Turn the material below into a Markdown table with the columns "No." and "Line," giving each line its own row numbered in order and leaving out blank lines.

....

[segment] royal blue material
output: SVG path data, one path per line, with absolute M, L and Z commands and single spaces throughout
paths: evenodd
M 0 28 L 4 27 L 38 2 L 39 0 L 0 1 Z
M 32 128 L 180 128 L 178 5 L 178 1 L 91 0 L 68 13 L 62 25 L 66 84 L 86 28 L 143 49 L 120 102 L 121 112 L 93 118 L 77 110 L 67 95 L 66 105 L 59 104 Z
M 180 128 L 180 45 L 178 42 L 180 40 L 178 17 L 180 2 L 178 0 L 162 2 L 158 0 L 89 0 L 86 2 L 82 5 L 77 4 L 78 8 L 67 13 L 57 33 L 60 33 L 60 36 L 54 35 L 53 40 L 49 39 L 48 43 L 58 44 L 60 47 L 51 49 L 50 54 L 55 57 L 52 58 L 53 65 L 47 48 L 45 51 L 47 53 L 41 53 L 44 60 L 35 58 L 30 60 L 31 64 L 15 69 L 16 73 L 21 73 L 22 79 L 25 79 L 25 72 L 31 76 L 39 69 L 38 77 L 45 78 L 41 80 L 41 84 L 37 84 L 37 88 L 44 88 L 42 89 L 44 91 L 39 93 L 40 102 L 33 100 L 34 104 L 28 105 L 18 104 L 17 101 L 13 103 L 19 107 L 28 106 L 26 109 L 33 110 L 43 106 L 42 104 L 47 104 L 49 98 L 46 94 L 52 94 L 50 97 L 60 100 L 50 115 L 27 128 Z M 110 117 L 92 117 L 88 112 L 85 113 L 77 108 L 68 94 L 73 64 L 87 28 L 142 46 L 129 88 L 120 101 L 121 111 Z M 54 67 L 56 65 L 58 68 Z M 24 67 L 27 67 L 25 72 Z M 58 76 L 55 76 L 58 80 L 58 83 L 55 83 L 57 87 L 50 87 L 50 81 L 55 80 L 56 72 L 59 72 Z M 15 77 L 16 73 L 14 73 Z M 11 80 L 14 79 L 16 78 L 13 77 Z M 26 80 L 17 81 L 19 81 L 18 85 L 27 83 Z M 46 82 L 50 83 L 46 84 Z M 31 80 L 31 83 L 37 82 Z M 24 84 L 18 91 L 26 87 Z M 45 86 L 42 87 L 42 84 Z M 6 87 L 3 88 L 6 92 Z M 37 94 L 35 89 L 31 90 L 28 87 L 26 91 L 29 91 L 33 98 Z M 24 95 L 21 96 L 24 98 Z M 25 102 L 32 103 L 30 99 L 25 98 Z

....

= Correct output =
| No. | Line |
|---|---|
| 1 | [segment] royal blue material |
| 2 | output: SVG path data, one path per line, with absolute M, L and Z commands and single spaces throughout |
| 3 | paths: evenodd |
| 4 | M 0 28 L 4 27 L 38 2 L 39 0 L 0 1 Z |
| 5 | M 32 128 L 180 128 L 178 5 L 178 1 L 91 0 L 68 13 L 62 25 L 66 84 L 86 28 L 143 49 L 120 102 L 121 112 L 93 118 L 77 110 L 67 95 L 66 105 L 59 104 Z |
| 6 | M 180 128 L 180 45 L 178 42 L 180 40 L 178 17 L 180 2 L 178 0 L 162 2 L 158 0 L 89 0 L 86 2 L 82 5 L 77 4 L 78 8 L 67 13 L 57 33 L 60 33 L 60 36 L 54 35 L 53 40 L 49 39 L 48 43 L 58 44 L 60 47 L 51 49 L 50 54 L 55 57 L 52 58 L 53 65 L 47 48 L 45 51 L 47 53 L 41 53 L 44 60 L 35 58 L 30 60 L 31 64 L 15 69 L 16 73 L 21 73 L 22 79 L 25 79 L 25 72 L 31 76 L 39 69 L 38 77 L 45 78 L 41 80 L 41 84 L 37 84 L 37 88 L 44 88 L 42 89 L 44 91 L 39 93 L 40 102 L 33 100 L 34 104 L 28 105 L 18 104 L 17 101 L 13 103 L 19 107 L 28 106 L 26 109 L 33 110 L 43 106 L 42 104 L 47 104 L 49 98 L 46 94 L 52 94 L 50 97 L 60 100 L 50 115 L 27 128 Z M 110 117 L 92 117 L 88 112 L 85 113 L 77 108 L 68 94 L 73 64 L 87 28 L 142 46 L 129 88 L 120 101 L 121 111 Z M 54 67 L 56 65 L 58 68 Z M 24 67 L 27 67 L 25 72 Z M 58 76 L 55 76 L 58 80 L 58 83 L 55 83 L 57 87 L 50 87 L 50 81 L 55 80 L 56 72 L 59 72 Z M 15 77 L 16 73 L 14 73 Z M 11 80 L 14 79 L 16 78 L 13 77 Z M 26 80 L 17 81 L 19 81 L 18 85 L 27 83 Z M 46 82 L 50 83 L 46 84 Z M 31 80 L 31 83 L 37 82 Z M 24 84 L 18 91 L 26 87 Z M 45 86 L 42 87 L 42 84 Z M 6 87 L 3 88 L 6 92 Z M 37 94 L 35 89 L 31 90 L 28 87 L 26 91 L 29 91 L 33 98 Z M 24 95 L 21 96 L 24 98 Z M 25 102 L 32 103 L 30 99 L 25 98 Z |